_AIM OF THE EXERCISE_
Decide whether each statement agrees with the MicrostateLedger documentation excerpt below: (a) the default project config file is `msl.toml`; (b) the `msl dock-select` command registers docking poses and scores; (c) a `MicrostateID` is derived from a content hash. Answer yes or no for each, and quote the deciding words of the excerpt.

_PAGE EXCERPT_

[Start of section]

The default project config file is `msl.toml`.

Typical keys include:

- `ledger_db`: SQLite path
- `objects_dir`: artifact root
- `runs_dir`: run output root
- `reports_dir`: reports root
- `policy_path`: active policy YAML
- `envs.<stage>`: per-stage environment selection

Policy behavior is controlled through `policies/default.yaml`, including:

- pH range and enumeration limits
- top-k/cap constraints
- stage-level keep/drop behavior
- optional fallback behavior when tools are missing

## 9. CLI Command Guide

### 9.1 Core lifecycle

- `msl init`: initialize ledger database
- `msl migrate`: apply schema migrations
- `msl ingest`: register a standardized compound
- `msl perceive`: generate risk signals before expansion
- `msl enumerate`: generate microstates
- `msl conformers`: create conformers

### 9.2 Docking and selection

- `msl receptor-add`: register receptor structure
- `msl dock-prep`: export docking-ready ligand + mapping sidecar
- `msl dock-ingest`: register docking poses and scores
- `msl dock-select`: rank/select top poses
- `msl select-final`: mark final microstate candidate for downstream

### 9.3 Charges and MD

- `msl charge`: generate/import per-atom charges
- `msl md-param`: build MD-ready system artifacts
- `msl md-feedback`: detect MD anomalies and record suggestions
- `msl md-transition`: record observed state transition

### 9.4 Diff and provenance

- `msl diff-microstate`: compare chemistry-level state definitions
- `msl diff-conformer`: compare geometry (RMSD/torsions)
- `msl diff-charge`: compare charge vectors by canonical atom ids
- `msl diff-pipeline`: compare run-level stage/tool/params
- `msl prov-export`: export provenance as PROV-JSON

### 9.5 Maintenance and ecosystem

- `msl clean-invalid-microstates`: remove sanitize-failed records
- `msl batch`: resumable batch execution
- `msl dvc-track`, `msl dvc-init`: DVC utilities
- `msl datalad-init`, `msl datalad-save`: DataLad utilities
- `msl lwreg-init`, `msl lwreg-register`: lwreg integration
- `msl demo`: full demonstration pipeline

## 10. Data Model and Stable IDs

Core entities:

- `Compound`
- `Microstate`
- `Conformer`
- `Pose`
- `System`
- `Decision`
- `Anomaly`
- `Edge`
- `Artifact`

ID strategy highlights:

- `CompoundID`: derived from registration hash
- `MicrostateID`: derived from `fixedH_inchi + charge + stereo + coordination signature`
- `ConformerID/PoseID/ArtifactID`: derived from content hash

This allows deterministic identity under fixed policy/tooling and explicit tracking of intended variability.

## 11. Atom Mapping and Reversibility

MicrostateLedger uses sidecar mapping files to preserve canonical atom identity across tool conversions.

Typical artifacts:

- Docking: `ligand.map.json`
- MD/topology: `atommap.json`

Goal:

- A canonical atom id can be traced from RDKit representation to docking and MD representations.

[End of section]

_DATA BLOCK_
[Start of section]

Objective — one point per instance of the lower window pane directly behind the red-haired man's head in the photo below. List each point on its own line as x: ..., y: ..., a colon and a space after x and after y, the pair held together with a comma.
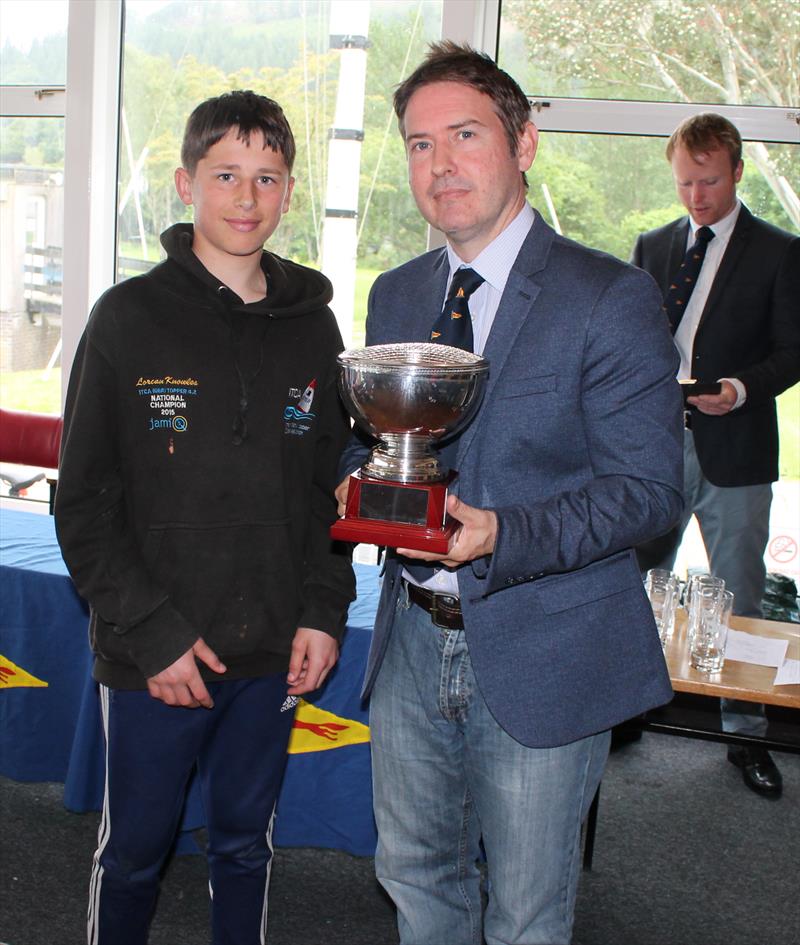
x: 604, y: 190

[End of section]

_FINISHED EXERCISE_
(a) Yes: "The default project config file is `msl.toml`."
(b) No: "`msl dock-ingest`: register docking poses and scores"
(c) No: "`MicrostateID`: derived from `fixedH_inchi + charge + stereo + coordination signature`"